### THE REQUEST
Render every line of the records below as a Markdown table with the columns Row and Line Text, numbering each row and skipping blank lines. Leave the pictures out of your answer.

+++ GIVEN ENTRIES +++

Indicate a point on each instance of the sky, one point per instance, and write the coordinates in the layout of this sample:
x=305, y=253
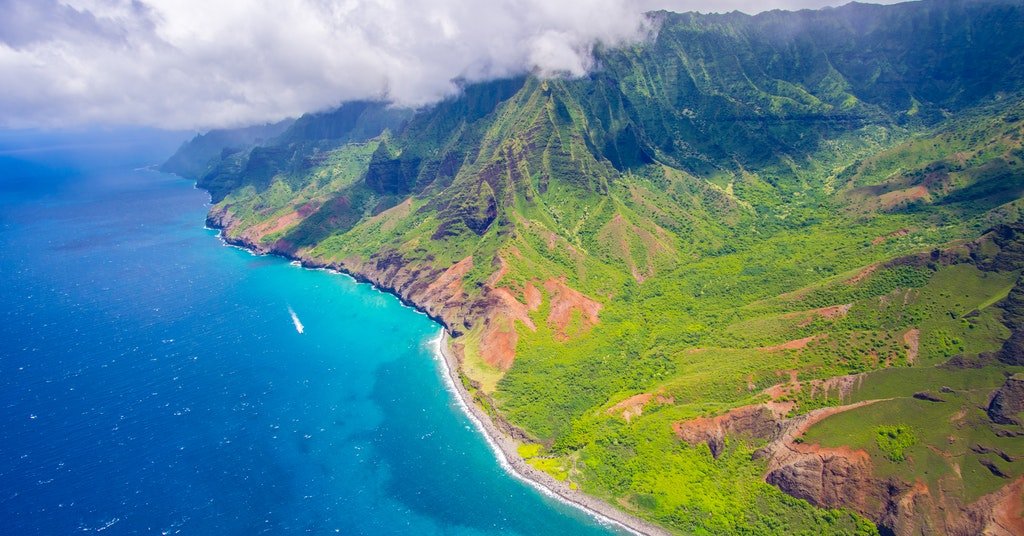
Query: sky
x=206, y=64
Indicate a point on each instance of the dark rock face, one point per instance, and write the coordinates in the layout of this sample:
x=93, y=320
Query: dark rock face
x=1008, y=402
x=760, y=421
x=829, y=479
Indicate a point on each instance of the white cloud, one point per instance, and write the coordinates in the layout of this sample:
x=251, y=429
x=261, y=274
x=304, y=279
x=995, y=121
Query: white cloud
x=200, y=64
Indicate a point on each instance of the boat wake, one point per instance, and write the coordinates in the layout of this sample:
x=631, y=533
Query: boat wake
x=295, y=320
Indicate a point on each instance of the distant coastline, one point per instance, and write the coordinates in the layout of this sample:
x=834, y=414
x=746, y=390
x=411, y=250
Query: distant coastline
x=504, y=447
x=506, y=450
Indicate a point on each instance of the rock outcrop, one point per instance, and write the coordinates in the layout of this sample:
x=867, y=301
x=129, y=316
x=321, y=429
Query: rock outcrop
x=1008, y=403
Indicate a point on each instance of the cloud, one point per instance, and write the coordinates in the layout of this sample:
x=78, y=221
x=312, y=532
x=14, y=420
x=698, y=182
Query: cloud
x=201, y=64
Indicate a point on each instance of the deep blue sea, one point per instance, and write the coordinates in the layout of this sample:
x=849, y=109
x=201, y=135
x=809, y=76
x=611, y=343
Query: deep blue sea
x=153, y=381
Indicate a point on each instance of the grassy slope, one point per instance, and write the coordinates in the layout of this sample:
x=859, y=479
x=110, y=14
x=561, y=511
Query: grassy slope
x=711, y=191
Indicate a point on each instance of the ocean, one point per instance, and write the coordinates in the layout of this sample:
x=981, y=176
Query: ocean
x=154, y=380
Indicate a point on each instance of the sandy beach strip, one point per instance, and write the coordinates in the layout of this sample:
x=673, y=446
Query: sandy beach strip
x=506, y=449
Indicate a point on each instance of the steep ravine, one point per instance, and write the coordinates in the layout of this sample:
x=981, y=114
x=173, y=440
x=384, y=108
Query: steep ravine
x=435, y=293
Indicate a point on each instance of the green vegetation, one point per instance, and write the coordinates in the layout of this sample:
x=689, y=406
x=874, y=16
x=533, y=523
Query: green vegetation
x=893, y=441
x=761, y=207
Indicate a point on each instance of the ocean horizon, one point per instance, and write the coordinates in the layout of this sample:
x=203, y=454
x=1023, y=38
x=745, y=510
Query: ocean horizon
x=155, y=380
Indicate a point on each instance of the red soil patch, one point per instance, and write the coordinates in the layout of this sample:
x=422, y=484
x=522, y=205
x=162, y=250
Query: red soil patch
x=507, y=305
x=563, y=301
x=269, y=228
x=1009, y=512
x=833, y=313
x=451, y=280
x=793, y=344
x=912, y=340
x=499, y=274
x=498, y=345
x=758, y=420
x=620, y=232
x=892, y=199
x=631, y=407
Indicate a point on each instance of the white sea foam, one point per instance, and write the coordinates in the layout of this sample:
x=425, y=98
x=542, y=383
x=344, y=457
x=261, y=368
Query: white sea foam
x=446, y=375
x=295, y=320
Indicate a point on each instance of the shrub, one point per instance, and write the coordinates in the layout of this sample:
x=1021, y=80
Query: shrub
x=893, y=441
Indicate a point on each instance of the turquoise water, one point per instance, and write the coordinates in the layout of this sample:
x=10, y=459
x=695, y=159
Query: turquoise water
x=152, y=379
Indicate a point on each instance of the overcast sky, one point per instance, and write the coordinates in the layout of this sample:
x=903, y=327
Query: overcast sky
x=203, y=64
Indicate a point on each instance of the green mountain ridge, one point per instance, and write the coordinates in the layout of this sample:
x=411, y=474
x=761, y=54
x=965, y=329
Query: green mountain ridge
x=674, y=277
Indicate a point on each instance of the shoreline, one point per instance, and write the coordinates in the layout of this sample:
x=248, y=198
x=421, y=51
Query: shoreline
x=504, y=447
x=506, y=450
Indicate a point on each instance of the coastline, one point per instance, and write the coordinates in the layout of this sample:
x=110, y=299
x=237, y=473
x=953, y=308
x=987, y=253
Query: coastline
x=504, y=447
x=506, y=450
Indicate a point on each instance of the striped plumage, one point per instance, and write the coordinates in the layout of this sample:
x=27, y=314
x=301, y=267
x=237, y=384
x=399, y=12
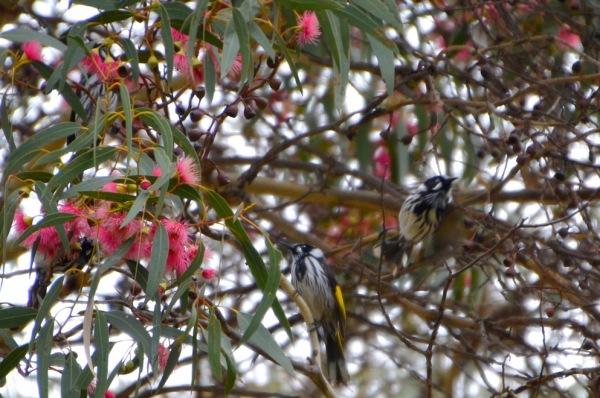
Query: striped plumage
x=316, y=282
x=419, y=216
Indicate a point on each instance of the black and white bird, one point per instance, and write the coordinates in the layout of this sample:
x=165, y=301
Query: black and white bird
x=316, y=282
x=419, y=217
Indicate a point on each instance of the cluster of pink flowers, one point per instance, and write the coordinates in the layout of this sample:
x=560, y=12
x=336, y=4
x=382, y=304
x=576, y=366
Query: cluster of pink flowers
x=109, y=229
x=309, y=29
x=187, y=171
x=33, y=50
x=92, y=390
x=48, y=240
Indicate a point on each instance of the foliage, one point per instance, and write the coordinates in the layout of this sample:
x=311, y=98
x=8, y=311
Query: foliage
x=341, y=103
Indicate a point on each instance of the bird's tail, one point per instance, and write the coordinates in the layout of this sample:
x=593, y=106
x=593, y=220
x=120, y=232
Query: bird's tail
x=396, y=250
x=336, y=362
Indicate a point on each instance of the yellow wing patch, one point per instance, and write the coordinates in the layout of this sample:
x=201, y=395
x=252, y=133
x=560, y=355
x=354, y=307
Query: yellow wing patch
x=340, y=300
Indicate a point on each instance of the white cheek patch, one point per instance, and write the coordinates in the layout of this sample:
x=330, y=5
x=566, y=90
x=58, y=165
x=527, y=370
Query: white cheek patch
x=317, y=253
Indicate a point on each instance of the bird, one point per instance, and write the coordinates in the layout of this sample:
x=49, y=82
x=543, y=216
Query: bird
x=71, y=265
x=315, y=281
x=419, y=217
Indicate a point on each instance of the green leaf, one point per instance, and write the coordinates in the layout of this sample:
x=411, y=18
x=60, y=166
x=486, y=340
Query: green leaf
x=5, y=121
x=231, y=374
x=100, y=4
x=12, y=359
x=110, y=196
x=182, y=289
x=263, y=339
x=158, y=259
x=231, y=48
x=132, y=56
x=269, y=292
x=258, y=35
x=171, y=364
x=241, y=28
x=83, y=140
x=14, y=317
x=214, y=346
x=139, y=272
x=50, y=205
x=47, y=303
x=288, y=58
x=43, y=350
x=253, y=258
x=11, y=344
x=126, y=101
x=210, y=78
x=31, y=147
x=167, y=40
x=194, y=265
x=91, y=185
x=84, y=161
x=110, y=16
x=132, y=327
x=101, y=352
x=7, y=215
x=385, y=57
x=177, y=10
x=22, y=35
x=354, y=16
x=380, y=11
x=137, y=207
x=70, y=373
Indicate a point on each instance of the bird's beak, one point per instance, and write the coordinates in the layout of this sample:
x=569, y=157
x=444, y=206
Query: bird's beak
x=288, y=246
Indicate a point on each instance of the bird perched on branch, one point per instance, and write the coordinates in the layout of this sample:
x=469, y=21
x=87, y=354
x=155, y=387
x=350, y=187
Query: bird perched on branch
x=316, y=282
x=419, y=217
x=81, y=254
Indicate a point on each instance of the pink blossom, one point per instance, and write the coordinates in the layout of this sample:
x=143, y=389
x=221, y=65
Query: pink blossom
x=49, y=241
x=210, y=275
x=110, y=187
x=383, y=161
x=177, y=232
x=111, y=235
x=145, y=184
x=571, y=39
x=163, y=357
x=178, y=36
x=182, y=65
x=236, y=67
x=188, y=171
x=106, y=69
x=33, y=50
x=309, y=29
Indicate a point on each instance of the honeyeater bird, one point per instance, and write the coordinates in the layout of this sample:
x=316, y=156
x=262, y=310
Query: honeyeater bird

+++

### COMPLETED EXERCISE
| Row | Line Text |
|---|---|
| 1 | Indicate a point on each instance of the sky, one point per instance, and write the coordinates in the layout of this sample: |
| 2 | x=305, y=253 |
| 3 | Query: sky |
| 4 | x=206, y=64 |
| 5 | Indicate a point on each instance of the dark rock face, one point per instance, and write the coordinates in the layout of this sample: |
| 6 | x=93, y=320 |
| 7 | Query: dark rock face |
| 8 | x=1008, y=402 |
| 9 | x=760, y=421 |
| 10 | x=829, y=479 |
| 11 | Indicate a point on each instance of the white cloud, one point per instance, and write the coordinates in the layout of this sample: |
| 12 | x=251, y=429 |
| 13 | x=261, y=274 |
| 14 | x=304, y=279 |
| 15 | x=995, y=121 |
| 16 | Query: white cloud |
| 17 | x=200, y=64 |
| 18 | Indicate a point on each instance of the boat wake, one point per instance, and write the coordinates in the layout of this sample: |
| 19 | x=631, y=533 |
| 20 | Query: boat wake |
| 21 | x=295, y=320 |
| 22 | Indicate a point on each instance of the distant coastline, one point per instance, and write the coordinates in the layout of this sample: |
| 23 | x=834, y=414 |
| 24 | x=746, y=390 |
| 25 | x=411, y=250 |
| 26 | Query: distant coastline |
| 27 | x=504, y=447 |
| 28 | x=506, y=450 |
| 29 | Indicate a point on each instance of the rock outcrop, one point per instance, and write the coordinates in the layout of this sample: |
| 30 | x=867, y=301 |
| 31 | x=129, y=316 |
| 32 | x=321, y=429 |
| 33 | Query: rock outcrop |
| 34 | x=1008, y=403 |
| 35 | Indicate a point on each instance of the cloud, one point per instance, and write the coordinates in the layout of this sample: |
| 36 | x=78, y=221 |
| 37 | x=312, y=532 |
| 38 | x=14, y=420 |
| 39 | x=698, y=182 |
| 40 | Query: cloud |
| 41 | x=201, y=64 |
| 42 | Indicate a point on each instance of the deep blue sea, one point per instance, and write the coordinates in the layout of this sample: |
| 43 | x=849, y=109 |
| 44 | x=201, y=135 |
| 45 | x=809, y=76 |
| 46 | x=611, y=343 |
| 47 | Query: deep blue sea |
| 48 | x=153, y=381 |
| 49 | Indicate a point on each instance of the grassy slope, one point per instance, and write the coordinates in the layout of this sample: |
| 50 | x=859, y=479 |
| 51 | x=110, y=14 |
| 52 | x=561, y=511 |
| 53 | Query: grassy slope |
| 54 | x=711, y=191 |
| 55 | Indicate a point on each instance of the ocean, one point per instance, and write the coordinates in the layout of this sample: |
| 56 | x=981, y=176 |
| 57 | Query: ocean |
| 58 | x=154, y=380 |
| 59 | Indicate a point on each instance of the sandy beach strip, one point per instance, and write the coordinates in the layout of this sample: |
| 60 | x=673, y=446 |
| 61 | Query: sandy beach strip |
| 62 | x=506, y=449 |
| 63 | Indicate a point on each instance of the steep ravine, one point per instance, and write the coordinates in the layout of this sample: |
| 64 | x=981, y=114 |
| 65 | x=173, y=440 |
| 66 | x=384, y=108 |
| 67 | Query: steep ravine |
| 68 | x=435, y=293 |
| 69 | Indicate a point on each instance of the green vegetation, one point per instance, and write the coordinates in the layout of this sample: |
| 70 | x=689, y=406 |
| 71 | x=874, y=16 |
| 72 | x=533, y=523 |
| 73 | Query: green vegetation |
| 74 | x=893, y=441 |
| 75 | x=761, y=207 |
| 76 | Indicate a point on each instance of the ocean horizon, one point per instance, and write the coordinates in the layout of this sample: |
| 77 | x=203, y=454 |
| 78 | x=1023, y=38 |
| 79 | x=745, y=510 |
| 80 | Query: ocean horizon |
| 81 | x=155, y=380 |
| 82 | Indicate a point on each instance of the red soil patch, one point per instance, and write the coordinates in the layout of this sample: |
| 83 | x=422, y=484 |
| 84 | x=522, y=205 |
| 85 | x=162, y=250 |
| 86 | Query: red soil patch |
| 87 | x=507, y=305 |
| 88 | x=563, y=301 |
| 89 | x=269, y=228 |
| 90 | x=1009, y=512 |
| 91 | x=833, y=313 |
| 92 | x=451, y=280 |
| 93 | x=793, y=344 |
| 94 | x=912, y=340 |
| 95 | x=499, y=274 |
| 96 | x=498, y=345 |
| 97 | x=758, y=420 |
| 98 | x=620, y=232 |
| 99 | x=892, y=199 |
| 100 | x=631, y=407 |
| 101 | Indicate a point on each instance of the white sea foam, one point per instance, and write the coordinates in the layout of this sample: |
| 102 | x=425, y=98 |
| 103 | x=542, y=383 |
| 104 | x=344, y=457 |
| 105 | x=261, y=368 |
| 106 | Query: white sea foam |
| 107 | x=446, y=375 |
| 108 | x=295, y=320 |
| 109 | Indicate a point on each instance of the shrub, one point per instance, and write the coordinates in the layout of this sample: |
| 110 | x=1021, y=80 |
| 111 | Query: shrub |
| 112 | x=893, y=441 |
| 113 | Indicate a point on each instance of the turquoise water, one point per instance, and write the coordinates in the layout of this sample: |
| 114 | x=10, y=459 |
| 115 | x=695, y=159 |
| 116 | Query: turquoise water |
| 117 | x=152, y=379 |
| 118 | Indicate a point on each instance of the overcast sky, one point per instance, and write the coordinates in the layout of this sample: |
| 119 | x=903, y=327 |
| 120 | Query: overcast sky |
| 121 | x=203, y=64 |
| 122 | Indicate a point on each instance of the green mountain ridge, one point per instance, and write the coordinates in the layout of this sample: |
| 123 | x=411, y=474 |
| 124 | x=761, y=54 |
| 125 | x=965, y=329 |
| 126 | Query: green mountain ridge |
| 127 | x=674, y=277 |
| 128 | Indicate a point on each instance of the shoreline, one point per instance, and write the coordinates in the layout of this sample: |
| 129 | x=248, y=198 |
| 130 | x=421, y=51 |
| 131 | Query: shoreline |
| 132 | x=504, y=447 |
| 133 | x=506, y=450 |
| 134 | Indicate a point on each instance of the coastline, one point per instance, and write the coordinates in the layout of this sample: |
| 135 | x=110, y=299 |
| 136 | x=237, y=473 |
| 137 | x=953, y=308 |
| 138 | x=987, y=253 |
| 139 | Query: coastline |
| 140 | x=504, y=447 |
| 141 | x=506, y=450 |
| 142 | Indicate a point on each instance of the striped plumage, one point per instance, and write the coordinates in the layout of this sample: |
| 143 | x=27, y=314 |
| 144 | x=301, y=267 |
| 145 | x=237, y=384 |
| 146 | x=399, y=12 |
| 147 | Query: striped plumage |
| 148 | x=316, y=282 |
| 149 | x=419, y=216 |
| 150 | Indicate a point on each instance of the black and white bird, one point per instance, and write the coordinates in the layout of this sample: |
| 151 | x=165, y=301 |
| 152 | Query: black and white bird |
| 153 | x=316, y=282 |
| 154 | x=419, y=217 |
| 155 | Indicate a point on each instance of the cluster of pink flowers, one point per instance, and write the coordinates in the layout of this sample: |
| 156 | x=560, y=12 |
| 157 | x=336, y=4 |
| 158 | x=382, y=304 |
| 159 | x=576, y=366 |
| 160 | Query: cluster of pink flowers |
| 161 | x=109, y=229 |
| 162 | x=309, y=29 |
| 163 | x=187, y=171 |
| 164 | x=33, y=50 |
| 165 | x=92, y=390 |
| 166 | x=48, y=240 |
| 167 | Indicate a point on each instance of the foliage, one point per instance, and write the coordinates in the layout of this sample: |
| 168 | x=311, y=98 |
| 169 | x=8, y=311 |
| 170 | Query: foliage |
| 171 | x=341, y=103 |
| 172 | Indicate a point on each instance of the bird's tail, one point per instance, and write the coordinates in the layout of this sample: |
| 173 | x=593, y=106 |
| 174 | x=593, y=220 |
| 175 | x=120, y=232 |
| 176 | Query: bird's tail |
| 177 | x=396, y=250 |
| 178 | x=336, y=362 |
| 179 | Indicate a point on each instance of the yellow wing patch, one point per instance, and write the coordinates in the layout of this sample: |
| 180 | x=201, y=395 |
| 181 | x=252, y=133 |
| 182 | x=560, y=355 |
| 183 | x=354, y=307 |
| 184 | Query: yellow wing patch |
| 185 | x=340, y=300 |
| 186 | Indicate a point on each instance of the white cheek patch, one point per instance, and write the coordinates in the layout of this sample: |
| 187 | x=330, y=5 |
| 188 | x=566, y=90 |
| 189 | x=58, y=165 |
| 190 | x=527, y=370 |
| 191 | Query: white cheek patch |
| 192 | x=317, y=253 |
| 193 | Indicate a point on each instance of the bird, one point per instance, and write the coordinates in the layout of this sample: |
| 194 | x=49, y=82 |
| 195 | x=543, y=216 |
| 196 | Query: bird |
| 197 | x=71, y=265 |
| 198 | x=315, y=281 |
| 199 | x=419, y=217 |
| 200 | Indicate a point on each instance of the green leaf, one point per instance, and write the coordinates in the layout of this sample: |
| 201 | x=411, y=18 |
| 202 | x=60, y=166 |
| 203 | x=486, y=340 |
| 204 | Query: green leaf |
| 205 | x=5, y=121 |
| 206 | x=231, y=374 |
| 207 | x=100, y=4 |
| 208 | x=12, y=359 |
| 209 | x=110, y=196 |
| 210 | x=182, y=289 |
| 211 | x=263, y=339 |
| 212 | x=158, y=259 |
| 213 | x=231, y=48 |
| 214 | x=132, y=56 |
| 215 | x=269, y=292 |
| 216 | x=258, y=35 |
| 217 | x=171, y=364 |
| 218 | x=241, y=28 |
| 219 | x=83, y=140 |
| 220 | x=14, y=317 |
| 221 | x=214, y=346 |
| 222 | x=139, y=272 |
| 223 | x=50, y=205 |
| 224 | x=47, y=303 |
| 225 | x=288, y=58 |
| 226 | x=43, y=350 |
| 227 | x=253, y=258 |
| 228 | x=11, y=344 |
| 229 | x=126, y=101 |
| 230 | x=210, y=78 |
| 231 | x=31, y=147 |
| 232 | x=167, y=40 |
| 233 | x=194, y=265 |
| 234 | x=91, y=185 |
| 235 | x=84, y=161 |
| 236 | x=110, y=16 |
| 237 | x=132, y=327 |
| 238 | x=101, y=352 |
| 239 | x=7, y=215 |
| 240 | x=385, y=57 |
| 241 | x=177, y=10 |
| 242 | x=22, y=35 |
| 243 | x=354, y=16 |
| 244 | x=380, y=11 |
| 245 | x=137, y=207 |
| 246 | x=70, y=373 |
| 247 | Indicate a point on each instance of the bird's beak, one point per instance, and write the coordinates in the layout of this sample: |
| 248 | x=569, y=157 |
| 249 | x=444, y=206 |
| 250 | Query: bird's beak |
| 251 | x=288, y=246 |
| 252 | Indicate a point on each instance of the bird perched on branch, one point per instance, and write the coordinates in the layout of this sample: |
| 253 | x=469, y=21 |
| 254 | x=87, y=354 |
| 255 | x=155, y=387 |
| 256 | x=350, y=187 |
| 257 | Query: bird perched on branch |
| 258 | x=316, y=282 |
| 259 | x=419, y=217 |
| 260 | x=81, y=254 |
| 261 | Indicate a point on each instance of the pink blossom, one point per instance, and write the coordinates in the layout of this sample: |
| 262 | x=143, y=389 |
| 263 | x=221, y=65 |
| 264 | Query: pink blossom |
| 265 | x=49, y=241 |
| 266 | x=210, y=275 |
| 267 | x=110, y=187 |
| 268 | x=383, y=161 |
| 269 | x=177, y=232 |
| 270 | x=111, y=235 |
| 271 | x=145, y=184 |
| 272 | x=571, y=39 |
| 273 | x=163, y=357 |
| 274 | x=178, y=36 |
| 275 | x=182, y=65 |
| 276 | x=236, y=67 |
| 277 | x=188, y=171 |
| 278 | x=106, y=69 |
| 279 | x=33, y=50 |
| 280 | x=309, y=29 |
| 281 | Indicate a point on each instance of the honeyeater bird, one point per instance, and write the coordinates in the layout of this sample: |
| 282 | x=316, y=156 |
| 283 | x=262, y=310 |
| 284 | Query: honeyeater bird |